▶ _EXERCISE GOAL_: Convert every line of the listing below into a JSON array of strings, one string per line, skipping blank lines.

▶ _SUPPLIED DATA_:
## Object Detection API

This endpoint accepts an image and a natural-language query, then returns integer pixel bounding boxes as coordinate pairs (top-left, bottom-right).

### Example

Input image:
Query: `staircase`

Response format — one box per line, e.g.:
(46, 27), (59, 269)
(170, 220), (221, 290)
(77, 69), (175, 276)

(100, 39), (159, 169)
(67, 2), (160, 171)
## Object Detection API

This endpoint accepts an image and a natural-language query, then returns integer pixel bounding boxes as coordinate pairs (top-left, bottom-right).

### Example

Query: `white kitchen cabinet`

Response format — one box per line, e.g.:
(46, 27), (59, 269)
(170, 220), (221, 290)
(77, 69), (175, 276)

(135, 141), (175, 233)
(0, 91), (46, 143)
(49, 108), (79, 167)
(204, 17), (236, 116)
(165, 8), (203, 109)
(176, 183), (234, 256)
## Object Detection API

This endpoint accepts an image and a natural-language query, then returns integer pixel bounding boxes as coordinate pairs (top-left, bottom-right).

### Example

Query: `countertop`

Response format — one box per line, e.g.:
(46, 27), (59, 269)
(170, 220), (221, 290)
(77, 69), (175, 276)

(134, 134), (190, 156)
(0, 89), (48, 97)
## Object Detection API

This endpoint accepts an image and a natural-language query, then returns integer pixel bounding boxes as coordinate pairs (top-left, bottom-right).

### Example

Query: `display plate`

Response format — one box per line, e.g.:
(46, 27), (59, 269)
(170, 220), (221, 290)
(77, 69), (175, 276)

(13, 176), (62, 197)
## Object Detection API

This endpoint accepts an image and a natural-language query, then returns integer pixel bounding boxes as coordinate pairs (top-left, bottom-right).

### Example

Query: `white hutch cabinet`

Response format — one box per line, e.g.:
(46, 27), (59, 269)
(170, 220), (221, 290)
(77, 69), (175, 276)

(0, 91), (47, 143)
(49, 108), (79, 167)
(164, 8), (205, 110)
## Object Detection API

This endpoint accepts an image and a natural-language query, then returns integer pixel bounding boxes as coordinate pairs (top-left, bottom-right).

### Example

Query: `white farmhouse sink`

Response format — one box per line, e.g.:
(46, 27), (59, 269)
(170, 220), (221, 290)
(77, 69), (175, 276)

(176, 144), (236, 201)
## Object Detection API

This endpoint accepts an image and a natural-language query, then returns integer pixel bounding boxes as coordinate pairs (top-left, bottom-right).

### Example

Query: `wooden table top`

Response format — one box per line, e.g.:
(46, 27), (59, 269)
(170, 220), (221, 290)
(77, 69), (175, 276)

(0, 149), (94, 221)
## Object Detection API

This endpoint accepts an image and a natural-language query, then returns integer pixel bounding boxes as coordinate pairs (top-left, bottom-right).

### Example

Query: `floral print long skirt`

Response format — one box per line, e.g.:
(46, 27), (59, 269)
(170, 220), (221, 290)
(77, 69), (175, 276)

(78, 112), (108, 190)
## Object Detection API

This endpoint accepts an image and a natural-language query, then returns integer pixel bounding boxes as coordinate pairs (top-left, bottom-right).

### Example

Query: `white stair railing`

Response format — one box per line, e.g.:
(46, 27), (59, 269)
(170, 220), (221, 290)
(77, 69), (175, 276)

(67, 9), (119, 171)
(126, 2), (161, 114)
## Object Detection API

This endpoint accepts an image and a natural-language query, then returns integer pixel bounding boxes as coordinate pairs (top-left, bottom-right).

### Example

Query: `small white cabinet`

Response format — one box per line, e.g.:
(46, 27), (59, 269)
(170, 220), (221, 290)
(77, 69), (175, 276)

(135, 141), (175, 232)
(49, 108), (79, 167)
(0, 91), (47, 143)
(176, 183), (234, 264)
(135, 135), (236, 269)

▶ _EXERCISE SOLUTION_:
[
  "## Object Detection API",
  "This endpoint accepts an image and a natural-language query, then returns integer pixel bounding boxes as coordinate pairs (top-left, bottom-right).",
  "### Example",
  "Input image:",
  "Query: `staircase`",
  "Response format — one box per line, e.g.:",
  "(46, 27), (59, 269)",
  "(170, 220), (221, 290)",
  "(77, 69), (175, 276)",
  "(100, 39), (159, 169)",
  "(67, 2), (160, 171)",
  "## Object Detection API",
  "This endpoint accepts an image and a natural-language query, then returns integer pixel bounding boxes as coordinate pairs (top-left, bottom-right).",
  "### Example",
  "Query: `white kitchen cabinet`",
  "Response format — one box per line, e.g.:",
  "(46, 27), (59, 269)",
  "(170, 220), (221, 290)",
  "(77, 69), (175, 276)",
  "(135, 141), (175, 233)",
  "(0, 91), (46, 143)",
  "(49, 108), (79, 167)",
  "(204, 17), (236, 116)",
  "(165, 8), (203, 109)",
  "(176, 183), (234, 256)",
  "## Object Detection API",
  "This endpoint accepts an image and a natural-language query, then returns integer pixel bounding boxes as coordinate pairs (top-left, bottom-right).",
  "### Example",
  "Query: `countertop`",
  "Response format — one box per line, e.g.:",
  "(46, 27), (59, 269)",
  "(170, 220), (221, 290)",
  "(77, 69), (175, 276)",
  "(134, 134), (190, 156)",
  "(0, 89), (48, 97)",
  "## Object Detection API",
  "This endpoint accepts an image and a natural-language query, then returns integer pixel bounding boxes as coordinate pairs (top-left, bottom-right).",
  "### Example",
  "Query: `display plate`",
  "Response format — one box per line, e.g.:",
  "(46, 27), (59, 269)",
  "(170, 220), (221, 290)",
  "(77, 69), (175, 276)",
  "(13, 176), (62, 197)",
  "## Object Detection API",
  "This endpoint accepts an image and a natural-language query, then returns integer pixel bounding boxes as coordinate pairs (top-left, bottom-right).",
  "### Example",
  "Query: `white hutch cabinet`",
  "Response format — one box per line, e.g.:",
  "(46, 27), (59, 269)",
  "(170, 220), (221, 290)",
  "(77, 69), (175, 276)",
  "(0, 91), (47, 143)",
  "(49, 108), (79, 167)",
  "(164, 8), (205, 110)",
  "## Object Detection API",
  "This endpoint accepts an image and a natural-language query, then returns integer pixel bounding boxes as coordinate pairs (top-left, bottom-right).",
  "### Example",
  "Query: `white farmhouse sink`",
  "Response format — one box per line, e.g.:",
  "(46, 27), (59, 269)",
  "(170, 220), (221, 290)",
  "(77, 69), (175, 276)",
  "(176, 144), (236, 201)",
  "## Object Detection API",
  "This endpoint accepts an image and a natural-language query, then returns integer pixel bounding boxes as coordinate pairs (top-left, bottom-right).",
  "### Example",
  "Query: `wooden table top`",
  "Response format — one box per line, e.g.:",
  "(46, 27), (59, 269)",
  "(170, 220), (221, 290)",
  "(77, 69), (175, 276)",
  "(0, 149), (94, 221)",
  "## Object Detection API",
  "This endpoint accepts an image and a natural-language query, then returns integer pixel bounding boxes as coordinate pairs (top-left, bottom-right).",
  "### Example",
  "Query: `floral print long skirt`",
  "Response format — one box per line, e.g.:",
  "(46, 27), (59, 269)",
  "(170, 220), (221, 290)",
  "(77, 69), (175, 276)",
  "(78, 112), (108, 190)",
  "## Object Detection API",
  "This endpoint accepts an image and a natural-language query, then returns integer pixel bounding boxes as coordinate pairs (top-left, bottom-right).",
  "### Example",
  "Query: `white stair railing`",
  "Response format — one box per line, e.g.:",
  "(46, 27), (59, 269)",
  "(170, 220), (221, 290)",
  "(77, 69), (175, 276)",
  "(67, 9), (119, 171)",
  "(126, 2), (161, 114)",
  "## Object Detection API",
  "This endpoint accepts an image and a natural-language query, then returns integer pixel bounding boxes as coordinate pairs (top-left, bottom-right).",
  "### Example",
  "Query: `small white cabinet`",
  "Response format — one box per line, e.g.:",
  "(46, 27), (59, 269)",
  "(170, 220), (221, 290)",
  "(77, 69), (175, 276)",
  "(135, 141), (175, 232)",
  "(49, 108), (79, 167)",
  "(0, 91), (47, 143)",
  "(176, 183), (234, 264)",
  "(135, 135), (236, 269)"
]